*Written problem*.
Update the lines from the one containing "Keypoint placement: for each instance of the silver" through the last line, replacing "disc" with "circle" and leaving everything else unchanged.

━━ Provided records

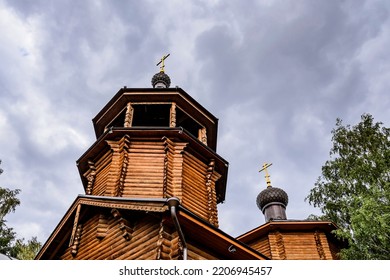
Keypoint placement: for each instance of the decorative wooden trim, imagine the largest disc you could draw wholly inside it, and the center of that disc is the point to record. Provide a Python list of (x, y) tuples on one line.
[(124, 225), (91, 177), (211, 200), (278, 251), (75, 223), (124, 150), (320, 248), (102, 227), (129, 115), (172, 117), (120, 160), (76, 243), (173, 168), (203, 135), (126, 205)]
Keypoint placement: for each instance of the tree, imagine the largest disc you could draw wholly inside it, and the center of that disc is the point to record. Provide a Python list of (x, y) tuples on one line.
[(9, 245), (354, 188)]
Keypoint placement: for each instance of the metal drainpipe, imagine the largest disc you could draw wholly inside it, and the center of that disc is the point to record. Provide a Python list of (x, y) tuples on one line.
[(173, 203)]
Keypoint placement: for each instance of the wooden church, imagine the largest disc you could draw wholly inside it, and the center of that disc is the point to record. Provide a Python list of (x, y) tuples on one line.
[(152, 183)]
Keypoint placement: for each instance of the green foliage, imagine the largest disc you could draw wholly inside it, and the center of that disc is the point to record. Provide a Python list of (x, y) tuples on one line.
[(354, 190), (9, 245)]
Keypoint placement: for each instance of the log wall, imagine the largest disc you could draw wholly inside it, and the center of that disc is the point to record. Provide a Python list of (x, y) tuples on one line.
[(139, 243), (295, 246)]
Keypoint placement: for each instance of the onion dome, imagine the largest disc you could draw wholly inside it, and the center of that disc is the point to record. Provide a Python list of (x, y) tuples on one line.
[(161, 80)]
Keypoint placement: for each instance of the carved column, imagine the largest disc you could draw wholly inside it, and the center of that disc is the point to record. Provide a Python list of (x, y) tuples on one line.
[(120, 161), (124, 225), (102, 227), (76, 232), (203, 135), (129, 115), (211, 195), (320, 248)]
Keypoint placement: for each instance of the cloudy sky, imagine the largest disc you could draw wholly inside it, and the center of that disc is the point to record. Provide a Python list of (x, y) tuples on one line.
[(276, 74)]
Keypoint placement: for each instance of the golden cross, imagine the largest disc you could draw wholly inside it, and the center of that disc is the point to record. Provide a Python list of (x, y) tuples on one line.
[(265, 166), (162, 62)]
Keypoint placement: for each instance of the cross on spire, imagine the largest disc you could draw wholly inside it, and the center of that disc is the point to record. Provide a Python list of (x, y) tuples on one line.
[(162, 62), (267, 179)]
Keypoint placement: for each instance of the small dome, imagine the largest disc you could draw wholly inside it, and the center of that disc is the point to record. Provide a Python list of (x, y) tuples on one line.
[(271, 195), (161, 80)]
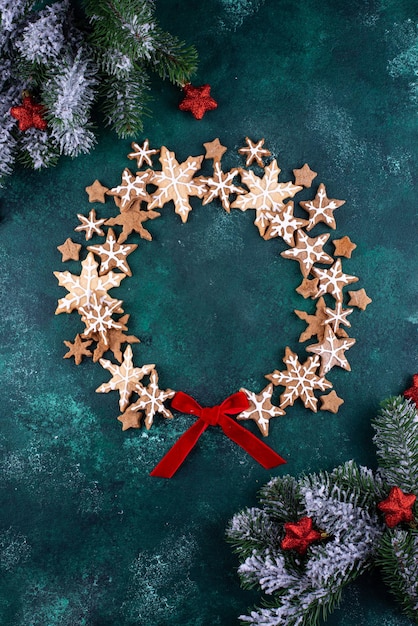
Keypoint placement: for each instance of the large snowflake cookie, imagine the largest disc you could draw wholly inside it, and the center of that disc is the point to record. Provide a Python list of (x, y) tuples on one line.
[(277, 216)]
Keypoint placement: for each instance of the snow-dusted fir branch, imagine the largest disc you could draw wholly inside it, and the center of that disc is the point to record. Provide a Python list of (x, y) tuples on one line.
[(365, 518), (396, 440), (68, 67), (305, 587), (69, 95), (398, 560)]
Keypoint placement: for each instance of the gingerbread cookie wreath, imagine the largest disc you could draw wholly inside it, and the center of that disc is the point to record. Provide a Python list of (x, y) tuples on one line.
[(138, 198)]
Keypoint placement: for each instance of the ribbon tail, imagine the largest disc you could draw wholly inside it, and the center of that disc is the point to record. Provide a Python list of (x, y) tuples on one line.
[(264, 455), (171, 461)]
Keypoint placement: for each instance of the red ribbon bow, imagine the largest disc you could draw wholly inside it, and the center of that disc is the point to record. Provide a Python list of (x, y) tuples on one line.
[(218, 415)]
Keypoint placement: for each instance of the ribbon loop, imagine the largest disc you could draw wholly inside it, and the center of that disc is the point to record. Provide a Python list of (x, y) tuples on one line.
[(211, 415), (218, 415)]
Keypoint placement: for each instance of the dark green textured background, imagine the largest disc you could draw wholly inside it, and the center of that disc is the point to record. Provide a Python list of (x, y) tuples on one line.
[(86, 536)]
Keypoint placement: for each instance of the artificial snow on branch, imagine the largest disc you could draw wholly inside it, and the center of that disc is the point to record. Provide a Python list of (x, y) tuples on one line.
[(313, 535), (69, 65)]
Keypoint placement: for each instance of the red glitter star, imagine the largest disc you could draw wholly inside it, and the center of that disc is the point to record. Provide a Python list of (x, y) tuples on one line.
[(300, 535), (29, 114), (412, 392), (197, 100), (397, 507)]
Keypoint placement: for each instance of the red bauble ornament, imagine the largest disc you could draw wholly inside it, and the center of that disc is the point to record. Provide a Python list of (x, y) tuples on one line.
[(397, 507), (300, 535), (197, 100), (412, 392), (29, 114)]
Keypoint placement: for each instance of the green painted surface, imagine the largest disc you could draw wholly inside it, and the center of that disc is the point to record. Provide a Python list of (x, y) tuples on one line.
[(86, 536)]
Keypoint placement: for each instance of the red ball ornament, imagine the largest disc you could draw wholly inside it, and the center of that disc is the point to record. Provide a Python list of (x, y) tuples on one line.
[(397, 507), (412, 392), (300, 535), (29, 114), (197, 100)]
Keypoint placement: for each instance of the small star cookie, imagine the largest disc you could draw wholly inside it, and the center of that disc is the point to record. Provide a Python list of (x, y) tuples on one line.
[(344, 247), (304, 176), (332, 351), (91, 225), (77, 349), (359, 299), (142, 153), (254, 152), (214, 150), (70, 251), (96, 192), (331, 402), (130, 419)]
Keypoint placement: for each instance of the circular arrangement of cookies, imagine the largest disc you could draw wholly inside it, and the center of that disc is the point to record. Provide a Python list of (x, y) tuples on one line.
[(138, 198)]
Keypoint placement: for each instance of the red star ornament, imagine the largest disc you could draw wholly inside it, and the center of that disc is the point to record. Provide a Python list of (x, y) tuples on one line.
[(397, 507), (29, 115), (300, 535), (197, 100), (412, 392)]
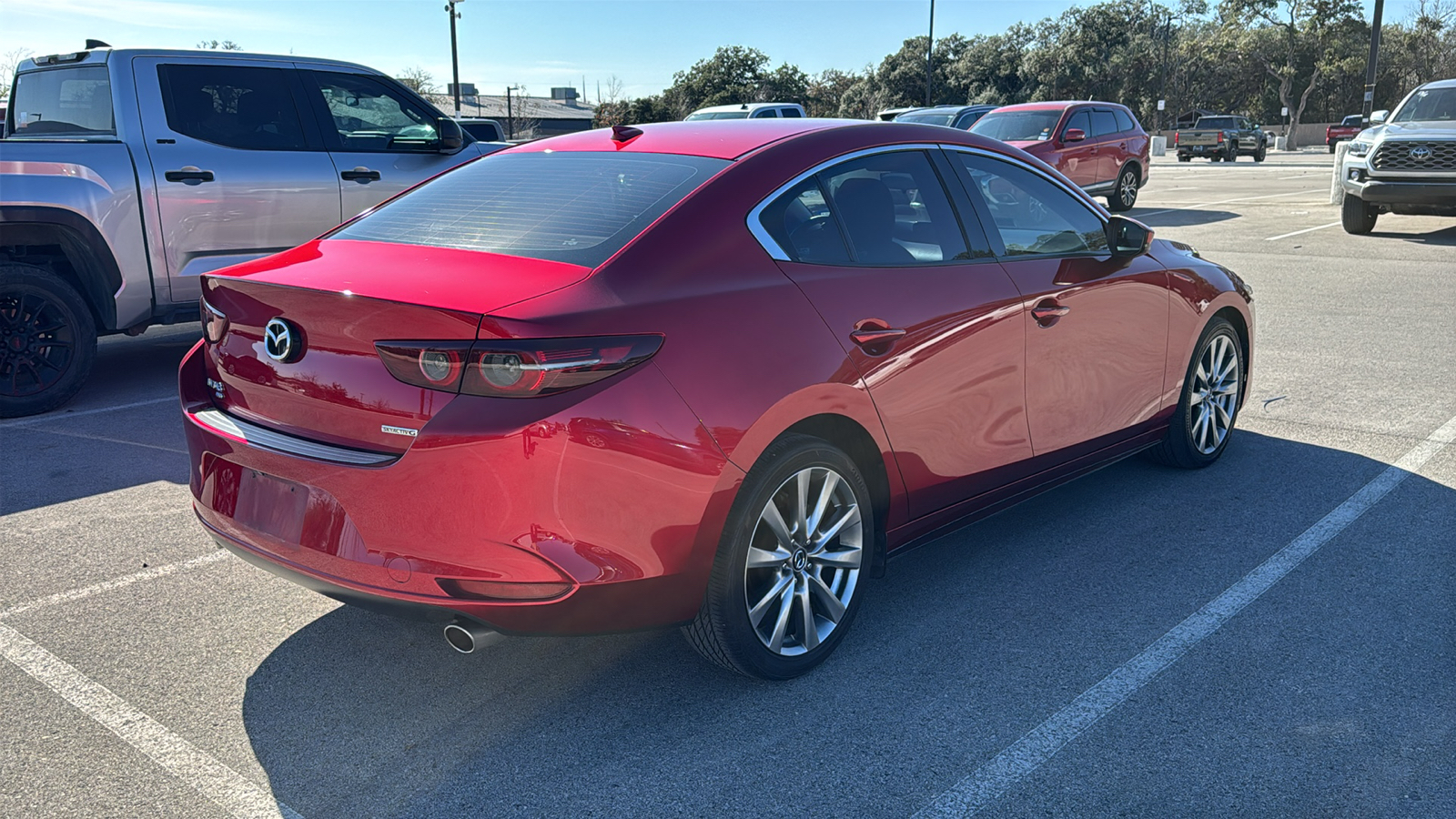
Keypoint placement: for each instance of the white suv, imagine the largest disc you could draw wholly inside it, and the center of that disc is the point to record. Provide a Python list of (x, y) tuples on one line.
[(747, 111), (1404, 162)]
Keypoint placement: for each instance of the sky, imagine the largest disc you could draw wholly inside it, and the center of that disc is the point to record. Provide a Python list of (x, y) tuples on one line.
[(526, 43)]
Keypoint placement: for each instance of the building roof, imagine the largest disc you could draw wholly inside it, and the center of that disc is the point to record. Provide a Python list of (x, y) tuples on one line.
[(521, 106)]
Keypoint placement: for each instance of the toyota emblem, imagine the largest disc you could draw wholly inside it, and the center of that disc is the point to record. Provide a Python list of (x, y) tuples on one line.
[(281, 341)]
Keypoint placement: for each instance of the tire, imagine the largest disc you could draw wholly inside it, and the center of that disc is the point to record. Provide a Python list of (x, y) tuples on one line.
[(47, 339), (794, 573), (1356, 216), (1208, 405), (1125, 196)]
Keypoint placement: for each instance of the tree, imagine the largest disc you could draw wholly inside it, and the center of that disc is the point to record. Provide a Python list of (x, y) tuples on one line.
[(419, 80)]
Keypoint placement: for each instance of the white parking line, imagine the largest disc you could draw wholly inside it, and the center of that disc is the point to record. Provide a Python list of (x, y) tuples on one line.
[(58, 416), (1298, 232), (200, 770), (116, 583), (1235, 200), (987, 783)]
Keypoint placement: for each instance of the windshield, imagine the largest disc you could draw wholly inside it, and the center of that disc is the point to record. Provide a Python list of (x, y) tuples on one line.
[(1429, 106), (1018, 126), (63, 102), (568, 207), (718, 116), (929, 116)]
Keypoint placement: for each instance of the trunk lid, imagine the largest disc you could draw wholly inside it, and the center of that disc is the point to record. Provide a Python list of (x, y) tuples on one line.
[(337, 299)]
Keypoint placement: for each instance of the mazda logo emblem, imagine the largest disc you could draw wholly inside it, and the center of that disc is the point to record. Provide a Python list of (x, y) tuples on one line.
[(281, 341)]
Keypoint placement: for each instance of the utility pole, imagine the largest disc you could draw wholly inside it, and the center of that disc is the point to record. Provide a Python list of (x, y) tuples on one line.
[(1375, 55), (929, 51), (455, 55)]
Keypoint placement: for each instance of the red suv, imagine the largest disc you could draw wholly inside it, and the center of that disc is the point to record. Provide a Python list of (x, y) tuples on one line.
[(1097, 145)]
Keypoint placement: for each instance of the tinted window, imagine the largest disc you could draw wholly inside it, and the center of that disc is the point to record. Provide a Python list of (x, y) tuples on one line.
[(63, 102), (232, 106), (571, 207), (1033, 215), (893, 210), (369, 116), (804, 228), (1016, 126), (1079, 120)]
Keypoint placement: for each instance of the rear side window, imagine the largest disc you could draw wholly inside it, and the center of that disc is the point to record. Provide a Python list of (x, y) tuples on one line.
[(568, 207), (70, 102), (232, 106)]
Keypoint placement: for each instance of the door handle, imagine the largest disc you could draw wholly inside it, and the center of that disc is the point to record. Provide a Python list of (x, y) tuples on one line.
[(188, 174), (1048, 312)]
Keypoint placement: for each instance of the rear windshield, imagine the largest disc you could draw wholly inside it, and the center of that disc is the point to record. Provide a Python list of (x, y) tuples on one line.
[(1018, 126), (568, 207), (63, 102), (931, 116)]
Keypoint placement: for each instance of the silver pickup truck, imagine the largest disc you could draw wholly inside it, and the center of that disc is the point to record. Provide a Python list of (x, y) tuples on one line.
[(127, 174)]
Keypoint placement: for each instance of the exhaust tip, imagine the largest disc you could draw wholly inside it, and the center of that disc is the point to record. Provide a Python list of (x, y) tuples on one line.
[(466, 637)]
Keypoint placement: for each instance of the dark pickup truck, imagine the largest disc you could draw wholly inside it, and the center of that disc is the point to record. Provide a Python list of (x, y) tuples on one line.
[(1222, 138)]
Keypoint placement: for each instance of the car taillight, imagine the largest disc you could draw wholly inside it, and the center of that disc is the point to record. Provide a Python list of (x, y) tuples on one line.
[(514, 368), (215, 324)]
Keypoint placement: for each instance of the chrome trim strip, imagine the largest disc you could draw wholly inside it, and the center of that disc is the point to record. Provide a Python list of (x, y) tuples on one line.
[(756, 225), (264, 438)]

━━━━

*Result for this exercise*.
Keypoint placement: for each instance of the silver pickup truck, imagine the largest circle you could draw wholly inside it, and the center of that circle is the point to record. Provide a Python list of (x, y) tuples on one line.
[(127, 174)]
Keypoint placement: for each instance of the exhaust tip, imagine the largest circle you could draw wholly inside it, and the center of that circle is the point to record. Provide a Python list of (x, y) tuples on one line.
[(466, 637)]
Keypoint placement: for each instance of the dark pickup truck, imagine the largest circle you could draw wholly inside it, and the center of that circle is the point to record. Provide a Python list of (x, y) tuples on one line.
[(1222, 138)]
Keypoint placement: for each instance of the car taillight, imagine the largest circle you could draw wholly inside it, and the center of that circle is the point to record. Provide a Python list of (x, y) tuples on one line.
[(514, 368), (215, 324)]
Keypoint placement: for each instance of the chrome trim strip, imagine the largest circle you could draw wholly inside it, and the center of that circle is the point to record. Provide a Python list of (x, y) tuples on one line.
[(756, 225), (264, 438)]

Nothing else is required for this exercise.